Si esa concentración fuera natural, no hay nada que objetar. Pero no lo es. Y aunque se consiguiese el objetivo ideal, las desigualdades económicas existirían igual. Eso es lo que justifica medidas para reducirlas, y que, por su naturaleza, son predistributivas en la medida que inciden en la distribución de la renta antes de impuestos, y, por tanto, en una redistribución más justa de la misma. Pero con ellas no es suficiente.
El libre mercado genera, per se, desigualdades. Para reducirlas, es necesario orientarlo al bien común. El problema es que, coincidiendo en el objetivo, no coincidimos en el diagnóstico. En mi opinión, una economía de libre mercado orientada al bien común exige priorizar el bienestar de la sociedad frente al bienestar individual y material.
Esto no significa estigmatizar la riqueza, pero sí poner límites a cómo conseguirla. No todo vale. Sin ir más lejos, la propia investigación y las nuevas tecnologías han de tener límites. La obtención de riqueza ha de hacerse garantizando la sostenibilidad del ecosistema, y la dignidad de las personas, así como promoviendo el trabajo como único medio para conseguirla. Ha de promover también la cooperación entre los operadores económicos y poner límites a las actividades que transgreden el bien común.
Eso exige, una vez más, políticas predistributivas, políticas que implican una renuncia a la obtención de la riqueza que contravenga tales límites.
Junto a ello, es también necesario una política de fomento a la creación y continuidad de las empresas que, orientadas al bien común, se comprometan con el bienestar de la sociedad. Una política que proteja la creación y reinversión de esa riqueza, así como la capitalización de aquellas.

» Datos proporcionados
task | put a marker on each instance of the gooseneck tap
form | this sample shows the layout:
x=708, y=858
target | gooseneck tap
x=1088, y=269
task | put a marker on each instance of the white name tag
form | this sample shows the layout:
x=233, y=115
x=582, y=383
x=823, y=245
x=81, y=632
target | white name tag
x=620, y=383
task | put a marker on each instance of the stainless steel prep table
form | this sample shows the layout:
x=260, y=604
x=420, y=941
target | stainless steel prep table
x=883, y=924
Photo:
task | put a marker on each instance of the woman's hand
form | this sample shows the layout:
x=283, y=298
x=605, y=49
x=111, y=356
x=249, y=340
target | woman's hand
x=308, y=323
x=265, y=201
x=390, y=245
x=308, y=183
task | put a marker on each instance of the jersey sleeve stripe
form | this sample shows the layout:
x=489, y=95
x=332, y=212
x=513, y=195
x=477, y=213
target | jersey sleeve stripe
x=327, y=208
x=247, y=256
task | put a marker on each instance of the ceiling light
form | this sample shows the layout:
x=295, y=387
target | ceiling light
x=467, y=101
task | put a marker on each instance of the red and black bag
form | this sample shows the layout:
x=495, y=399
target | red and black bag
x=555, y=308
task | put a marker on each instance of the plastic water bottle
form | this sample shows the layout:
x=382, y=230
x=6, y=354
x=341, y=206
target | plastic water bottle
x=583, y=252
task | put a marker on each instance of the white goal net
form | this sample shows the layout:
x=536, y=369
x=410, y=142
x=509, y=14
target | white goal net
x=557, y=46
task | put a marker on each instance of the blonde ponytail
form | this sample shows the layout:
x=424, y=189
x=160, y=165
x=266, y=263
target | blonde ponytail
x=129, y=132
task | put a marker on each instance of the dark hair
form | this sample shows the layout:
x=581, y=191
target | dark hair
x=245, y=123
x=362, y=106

» Tareas a realizar
1. Según el texto extraído, ¿qué exige una economía de libre mercado orientada al bien común?
2. Reproduzca fielmente el pasaje del texto extraído que se inicia con las palabras que contienen "Eso exige, una" y concluye con "capitalización de aquellas.".
Los datos no guardan relación alguna con el texto extraído.

» Resultados por tarea
1. Exige priorizar el bienestar de la sociedad frente al bienestar individual y material.

2.
Eso exige, una vez más, políticas predistributivas, políticas que implican una renuncia a la obtención de la riqueza que contravenga tales límites.
Junto a ello, es también necesario una política de fomento a la creación y continuidad de las empresas que, orientadas al bien común, se comprometan con el bienestar de la sociedad. Una política que proteja la creación y reinversión de esa riqueza, así como la capitalización de aquellas.